- _What to work on_
Translate this sentence from the article on resigning from a job into Spanish: "That way, even if the timing isn’t great, you’re taking responsibility to make the process as easy as possible on them."

- _Provided passage_

The time has come. You’re going to quit, and you’re getting ready to put the whole two-weeks’ notice plan in motion. Take a deep breath. The hardest part—getting a new job, getting into grad school, or making the decision to do something new—is over.
Still, you’re not quite done. Because how you approach your resignation and the impression you make on your way out can disproportionately color how your boss and colleagues remember you. So you’ll want to take the time to prepare for all the ways giving notice at work can get messy or awkward.
But what about those other lingering questions you don’t even know who to ask? The ones that tap into concerns like how emotions play into the process or what happens if your boss tells you to leave immediately.
Well, not to worry. We’ve tacked a few of them for you here.
- What Do I Do if My Boss Isn’t in the Office?
- Is it Okay to Cry When I Tell People?
- How Do I Deal With Other People’s Emotions?
- What Do I Do if My Manager Gets Mad?
- How Do I Explain Why I’m Leaving?
- How Do I Tell Everyone Else Without Pissing Off My Boss?
- Do I Have to Tell People Where I’m Going?
- What if They Make Me Leave Immediately?
- What if My Boss Tries to Get Me to Stay Longer?
Question 1 What Do I Do if My Boss Isn’t in the Office?
So you’ve signed and sealed a new offer and are ready to give notice as soon as possible (if you want to avoid cutting into whatever limited break you were able to negotiate between gigs). But your boss is on vacation, works remotely, or just happens to be working remotely—today of all days!
It’s best to give notice in person, says HR executive and Muse Career Coach Angela Smith—so if your boss will be back in a day or two and you can afford to wait, that’d be ideal.
But that’s not always the case. If your manager is working remotely or on vacation but reachable, Smith recommends sending a quick note along the lines of: “Something’s come up that I need to talk to you about. Do you have 15 minutes for a quick call?” And if you’re disturbing them on vacation, apologize for the interruption.
Once you’re on the phone—or even better, on a video chat so that you’re at least face to face—make sure you’re “acknowledging the impersonal nature of it,” Smith says. And “be really descriptive about why you came to the decision, which can usually get lost in translation.” In other words, you don’t want to be disingenuous, but you do want to make up for the fact that you’re not in the same room by explaining why you made this choice.
You might also want to be proactive and schedule a follow up with your boss when they’re back in the office to go over a transition plan, which you’d think through ahead of time. That way, even if the timing isn’t great, you’re taking responsibility to make the process as easy as possible on them.

Stored data entries
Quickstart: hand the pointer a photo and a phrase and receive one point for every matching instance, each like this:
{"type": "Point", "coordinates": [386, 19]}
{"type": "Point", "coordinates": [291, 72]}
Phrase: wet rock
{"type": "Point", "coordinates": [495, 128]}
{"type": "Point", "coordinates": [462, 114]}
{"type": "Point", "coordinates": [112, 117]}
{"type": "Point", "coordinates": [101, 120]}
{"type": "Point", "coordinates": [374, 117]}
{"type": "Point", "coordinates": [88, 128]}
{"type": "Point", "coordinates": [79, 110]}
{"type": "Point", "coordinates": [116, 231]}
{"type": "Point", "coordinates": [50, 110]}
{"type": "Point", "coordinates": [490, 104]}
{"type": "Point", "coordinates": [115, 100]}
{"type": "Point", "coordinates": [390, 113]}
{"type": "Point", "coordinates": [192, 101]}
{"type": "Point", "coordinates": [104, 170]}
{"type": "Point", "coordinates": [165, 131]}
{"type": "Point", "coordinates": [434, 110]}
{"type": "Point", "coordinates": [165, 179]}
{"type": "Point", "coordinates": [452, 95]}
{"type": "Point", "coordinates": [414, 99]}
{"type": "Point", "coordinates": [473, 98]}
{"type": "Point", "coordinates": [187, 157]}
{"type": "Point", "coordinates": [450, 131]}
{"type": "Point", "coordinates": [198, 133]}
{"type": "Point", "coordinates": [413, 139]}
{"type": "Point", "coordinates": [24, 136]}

- _Completed exercise_
Así, aunque el momento no sea el ideal, estás asumiendo la responsabilidad de que el proceso les resulte lo más fácil posible.